## READING PASSAGE

────────────────────────────────────────

In May and June 2019, the band toured Europe, beginning in Germany and ending in the UK, opening for Fit for an Autopsy.

Their second studio album, Samsara, was released on 15 March 2019.

On 21 March 2019, the band announced a collaboration with American streetwear brand The Hundreds.

Venom Prison's third album, Primeval, a collection of re-recorded early material, was released on 9 October 2020.

On 10 December 2020, Venom Prison announced that they had been signed to Century Media Records, and begun recording their next studio album. The album, Erebos, was released on 4 February 2022. Venom Prison performed on the Main Stage at Bloodstock 2021.

==Musical style and influences==
The band are generally described as death metal, featuring elements of hardcore punk and grindcore. In an article for Metal Hammer by Stephen Hill, they were described as "part-death metal/part-hardcore". Their lyrics are generally based around political and social topics such as misogyny, rape culture, fascism, mental health and organized religion. The members have cited influences including Carcass, Napalm Death and Metallica. Frontwoman Larissa Stupar has described her past involvement in anti-fascist and animal rights activism as inspiring the political content of Venom Prison's music.

────────────────────────────────────────

## SUPPLIED ENTRIES
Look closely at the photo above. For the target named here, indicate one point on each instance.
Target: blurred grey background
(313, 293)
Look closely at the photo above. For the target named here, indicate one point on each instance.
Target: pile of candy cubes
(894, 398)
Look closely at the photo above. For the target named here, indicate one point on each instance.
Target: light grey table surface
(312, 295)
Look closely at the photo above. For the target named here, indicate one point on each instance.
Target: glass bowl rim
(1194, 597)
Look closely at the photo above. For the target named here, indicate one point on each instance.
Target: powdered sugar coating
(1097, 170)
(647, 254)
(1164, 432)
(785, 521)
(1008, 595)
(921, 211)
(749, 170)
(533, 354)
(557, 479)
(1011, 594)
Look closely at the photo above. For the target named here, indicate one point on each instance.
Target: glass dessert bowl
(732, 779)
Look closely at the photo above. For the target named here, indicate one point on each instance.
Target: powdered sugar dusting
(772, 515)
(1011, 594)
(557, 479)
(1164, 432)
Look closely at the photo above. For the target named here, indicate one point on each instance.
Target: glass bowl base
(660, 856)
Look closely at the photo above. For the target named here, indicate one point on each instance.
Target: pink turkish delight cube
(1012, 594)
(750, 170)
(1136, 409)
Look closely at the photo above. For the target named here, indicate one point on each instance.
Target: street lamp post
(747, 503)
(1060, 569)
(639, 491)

────────────────────────────────────────

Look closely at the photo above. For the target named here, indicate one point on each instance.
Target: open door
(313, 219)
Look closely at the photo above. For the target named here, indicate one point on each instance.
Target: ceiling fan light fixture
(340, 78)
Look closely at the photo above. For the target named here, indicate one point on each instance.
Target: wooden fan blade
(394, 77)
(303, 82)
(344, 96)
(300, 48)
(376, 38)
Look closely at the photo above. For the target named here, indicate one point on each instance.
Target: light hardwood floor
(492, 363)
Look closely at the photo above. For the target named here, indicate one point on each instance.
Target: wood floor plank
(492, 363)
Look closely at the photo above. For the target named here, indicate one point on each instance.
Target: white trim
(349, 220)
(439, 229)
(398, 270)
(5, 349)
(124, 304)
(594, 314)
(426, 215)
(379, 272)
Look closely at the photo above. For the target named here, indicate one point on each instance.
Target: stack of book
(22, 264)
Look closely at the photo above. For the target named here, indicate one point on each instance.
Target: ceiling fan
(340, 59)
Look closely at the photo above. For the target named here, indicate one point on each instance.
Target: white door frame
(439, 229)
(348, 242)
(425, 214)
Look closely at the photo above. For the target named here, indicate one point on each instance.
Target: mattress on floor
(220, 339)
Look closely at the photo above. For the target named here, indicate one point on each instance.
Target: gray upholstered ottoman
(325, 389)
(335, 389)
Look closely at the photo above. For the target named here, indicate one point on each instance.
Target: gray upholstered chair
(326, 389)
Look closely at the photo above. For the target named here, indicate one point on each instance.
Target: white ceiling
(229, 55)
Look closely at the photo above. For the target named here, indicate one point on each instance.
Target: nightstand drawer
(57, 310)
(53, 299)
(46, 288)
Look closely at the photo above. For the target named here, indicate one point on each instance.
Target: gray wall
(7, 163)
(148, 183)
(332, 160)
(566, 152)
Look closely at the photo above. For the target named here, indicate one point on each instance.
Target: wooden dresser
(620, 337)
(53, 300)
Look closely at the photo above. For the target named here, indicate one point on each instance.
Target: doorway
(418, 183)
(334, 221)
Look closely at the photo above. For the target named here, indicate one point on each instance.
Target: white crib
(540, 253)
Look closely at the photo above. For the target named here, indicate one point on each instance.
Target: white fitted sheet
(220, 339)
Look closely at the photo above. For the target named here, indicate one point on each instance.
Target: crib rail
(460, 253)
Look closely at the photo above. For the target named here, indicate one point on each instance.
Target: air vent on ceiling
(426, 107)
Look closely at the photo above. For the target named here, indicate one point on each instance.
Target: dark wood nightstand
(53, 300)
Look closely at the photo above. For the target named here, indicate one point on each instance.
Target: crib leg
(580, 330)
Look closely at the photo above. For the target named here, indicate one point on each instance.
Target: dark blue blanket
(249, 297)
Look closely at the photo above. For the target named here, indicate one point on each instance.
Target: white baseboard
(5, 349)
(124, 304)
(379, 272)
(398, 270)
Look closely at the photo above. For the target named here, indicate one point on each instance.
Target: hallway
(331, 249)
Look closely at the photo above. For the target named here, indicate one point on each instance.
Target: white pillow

────────────────────────────────────────

## REQUIRED ACTIONS
A: Summarize the Venom Prison passage in two sentences.
B: Print the part of the Venom Prison passage from "In May and June" up to and including "brand The Hundreds.".
The items have no connection to the Venom Prison passage.

## RESPONSES FOR EACH TASK
A: Venom Prison released Samsara in March 2019, toured Europe in May and June 2019 opening for Fit for an Autopsy, issued the re-recorded collection Primeval in 2020, and released Erebos in February 2022 after signing with Century Media Records. The band is generally described as death metal with elements of hardcore punk and grindcore, and its lyrics address political and social topics, which frontwoman Larissa Stupar has linked to her past anti-fascist and animal rights activism.

B:
In May and June 2019, the band toured Europe, beginning in Germany and ending in the UK, opening for Fit for an Autopsy.

Their second studio album, Samsara, was released on 15 March 2019.

On 21 March 2019, the band announced a collaboration with American streetwear brand The Hundreds.